◆ Document segment
..........

Video by Pearl Jam
- Released: May 7, 2003
- Recorded: December 6, 2002, The Showbox, Seattle, Washington
- Genre: Alternative rock
- Length: 123 minutes
- Language: English
- Label: Ten Club

Pearl Jam chronology
| Touring Band 2000 (2001) | Live at the Showbox (2003) | Live at the Garden (2003) |

= Live at the Showbox =

Live at the Showbox is the third DVD release by the American alternative rock band Pearl Jam, and the first DVD of a complete show. It was released on May 7, 2003.

==Overview==
It was recorded on December 6, 2002 at The Showbox in the band's hometown of Seattle, Washington. The show was the second of four warm-up gigs for the band's 2003 Riot Act Tour. The DVD is only available through the band's official website. The particular performance of "Daughter" at this show was notable for Vedder's animated and profanity-laced tag of Edwin Starr's "War", ending in Vedder throwing his mic stand.

==Track listing==
1. "Elderly Woman Behind the Counter in a Small Town"
2. "Off He Goes"
3. "Thumbing My Way"
4. "Thin Air"
5. "Breakerfall"
6. "Green Disease"
7. "Corduroy"
8. "Save You"
9. "Ghost"
10. "Cropduster"
11. "I Am Mine"
12. "Love Boat Captain"

..........

◆ Source information
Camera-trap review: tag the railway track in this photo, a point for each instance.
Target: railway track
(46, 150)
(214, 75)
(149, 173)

..........

◆ Problem
Continue the article about Pearl Jam's Live at the Showbox DVD from the point where it stops.

◆ Answer space
13. "Gods' Dice"
14. "1/2 Full"
15. "Daughter"/"War"
16. "You Are"
17. "Rearviewmirror"
18. "Bu$hleaguer"
19. "Insignificance"
20. "Better Man"
21. "Do the Evolution"
22. "Yellow Ledbetter"
23. "Soon Forget"
24. "Don't Believe in Christmas"

==Personnel==

- Pearl Jam
- Jeff Ament – bass guitar, backing vocals (9, 13, 19, 21, 24)
- Matt Cameron – drums, backing vocals (10, 16, 18)
- Stone Gossard – guitar, backing vocals (6, 9, 10, 17–21)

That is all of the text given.